Aim of the task:
Across the whole listing, find how many lines contain "provide", then write that number and nothing else.

______________________________

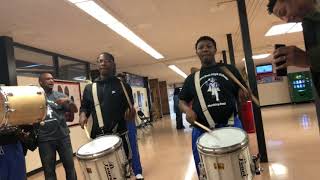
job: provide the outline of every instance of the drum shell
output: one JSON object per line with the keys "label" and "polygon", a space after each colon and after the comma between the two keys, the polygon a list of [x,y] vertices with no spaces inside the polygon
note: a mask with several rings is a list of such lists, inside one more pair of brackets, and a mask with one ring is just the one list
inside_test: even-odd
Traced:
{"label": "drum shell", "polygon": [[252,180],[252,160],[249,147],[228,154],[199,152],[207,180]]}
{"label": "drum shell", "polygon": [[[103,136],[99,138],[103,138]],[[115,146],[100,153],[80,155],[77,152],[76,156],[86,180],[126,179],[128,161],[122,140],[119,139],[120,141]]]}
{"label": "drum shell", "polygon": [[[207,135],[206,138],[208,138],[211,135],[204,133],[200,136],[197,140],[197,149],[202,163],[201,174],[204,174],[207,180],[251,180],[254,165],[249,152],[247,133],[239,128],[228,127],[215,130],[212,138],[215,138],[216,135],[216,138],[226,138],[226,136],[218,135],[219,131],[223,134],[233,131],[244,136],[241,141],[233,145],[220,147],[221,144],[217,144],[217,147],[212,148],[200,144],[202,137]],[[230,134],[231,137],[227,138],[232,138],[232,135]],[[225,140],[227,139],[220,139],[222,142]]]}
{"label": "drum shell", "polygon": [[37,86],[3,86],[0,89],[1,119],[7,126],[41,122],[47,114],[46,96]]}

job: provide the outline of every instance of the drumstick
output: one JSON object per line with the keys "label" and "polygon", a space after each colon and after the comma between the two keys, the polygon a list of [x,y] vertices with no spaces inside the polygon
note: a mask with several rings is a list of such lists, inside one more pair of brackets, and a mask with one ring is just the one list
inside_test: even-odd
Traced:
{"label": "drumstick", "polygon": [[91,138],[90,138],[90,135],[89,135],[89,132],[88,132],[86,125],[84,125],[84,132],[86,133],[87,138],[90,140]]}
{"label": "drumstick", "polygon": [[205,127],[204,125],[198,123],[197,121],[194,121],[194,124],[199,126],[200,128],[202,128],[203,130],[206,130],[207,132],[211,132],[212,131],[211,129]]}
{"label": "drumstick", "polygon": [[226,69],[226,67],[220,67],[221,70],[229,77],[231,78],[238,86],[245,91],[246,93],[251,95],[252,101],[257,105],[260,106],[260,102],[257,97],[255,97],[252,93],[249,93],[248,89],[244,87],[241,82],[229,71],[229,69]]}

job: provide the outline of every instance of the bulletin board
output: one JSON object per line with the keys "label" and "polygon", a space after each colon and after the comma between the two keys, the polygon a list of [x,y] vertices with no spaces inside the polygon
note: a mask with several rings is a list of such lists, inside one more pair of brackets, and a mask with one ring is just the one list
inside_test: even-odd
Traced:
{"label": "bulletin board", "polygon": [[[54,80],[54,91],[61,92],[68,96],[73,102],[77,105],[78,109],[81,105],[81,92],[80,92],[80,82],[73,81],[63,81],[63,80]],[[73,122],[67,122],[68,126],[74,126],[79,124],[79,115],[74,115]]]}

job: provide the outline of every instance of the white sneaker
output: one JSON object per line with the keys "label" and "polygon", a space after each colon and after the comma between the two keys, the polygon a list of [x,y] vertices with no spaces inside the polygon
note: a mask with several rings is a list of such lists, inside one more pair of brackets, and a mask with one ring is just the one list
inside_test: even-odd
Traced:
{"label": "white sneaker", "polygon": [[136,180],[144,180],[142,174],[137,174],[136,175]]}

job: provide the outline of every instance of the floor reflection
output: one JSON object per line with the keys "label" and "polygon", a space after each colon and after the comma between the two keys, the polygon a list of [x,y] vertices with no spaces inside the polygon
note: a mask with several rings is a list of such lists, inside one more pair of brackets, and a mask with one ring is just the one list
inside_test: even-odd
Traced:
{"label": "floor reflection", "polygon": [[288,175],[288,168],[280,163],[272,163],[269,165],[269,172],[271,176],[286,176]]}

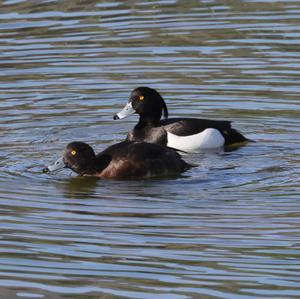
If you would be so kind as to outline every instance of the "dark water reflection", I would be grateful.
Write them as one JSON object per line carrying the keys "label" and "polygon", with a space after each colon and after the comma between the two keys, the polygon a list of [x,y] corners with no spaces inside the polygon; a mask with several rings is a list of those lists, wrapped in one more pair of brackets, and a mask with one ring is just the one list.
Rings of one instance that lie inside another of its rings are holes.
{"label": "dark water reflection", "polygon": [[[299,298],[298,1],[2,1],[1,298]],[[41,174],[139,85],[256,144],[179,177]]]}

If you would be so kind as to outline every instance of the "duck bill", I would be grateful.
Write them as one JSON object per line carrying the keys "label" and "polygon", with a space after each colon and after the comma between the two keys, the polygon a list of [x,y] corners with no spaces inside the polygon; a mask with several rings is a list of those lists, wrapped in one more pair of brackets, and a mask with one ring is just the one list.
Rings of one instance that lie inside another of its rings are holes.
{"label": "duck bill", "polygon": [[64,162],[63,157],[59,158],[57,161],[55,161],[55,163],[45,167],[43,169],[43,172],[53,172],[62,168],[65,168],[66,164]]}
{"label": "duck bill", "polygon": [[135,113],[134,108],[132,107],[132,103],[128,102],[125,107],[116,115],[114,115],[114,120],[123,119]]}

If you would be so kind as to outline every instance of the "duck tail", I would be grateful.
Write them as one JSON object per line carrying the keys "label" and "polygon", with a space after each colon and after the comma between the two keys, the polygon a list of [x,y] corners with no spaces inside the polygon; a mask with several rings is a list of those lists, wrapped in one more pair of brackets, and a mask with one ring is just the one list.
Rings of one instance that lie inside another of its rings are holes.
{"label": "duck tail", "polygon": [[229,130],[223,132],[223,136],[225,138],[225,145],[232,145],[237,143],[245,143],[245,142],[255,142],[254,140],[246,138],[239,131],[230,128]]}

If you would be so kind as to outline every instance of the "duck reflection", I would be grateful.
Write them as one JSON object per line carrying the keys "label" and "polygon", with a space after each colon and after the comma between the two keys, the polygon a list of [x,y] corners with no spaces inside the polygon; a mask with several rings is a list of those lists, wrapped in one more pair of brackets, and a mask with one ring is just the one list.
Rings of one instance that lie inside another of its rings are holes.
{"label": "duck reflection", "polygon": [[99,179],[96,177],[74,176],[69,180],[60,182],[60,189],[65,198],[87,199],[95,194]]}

______________________________

Final answer:
5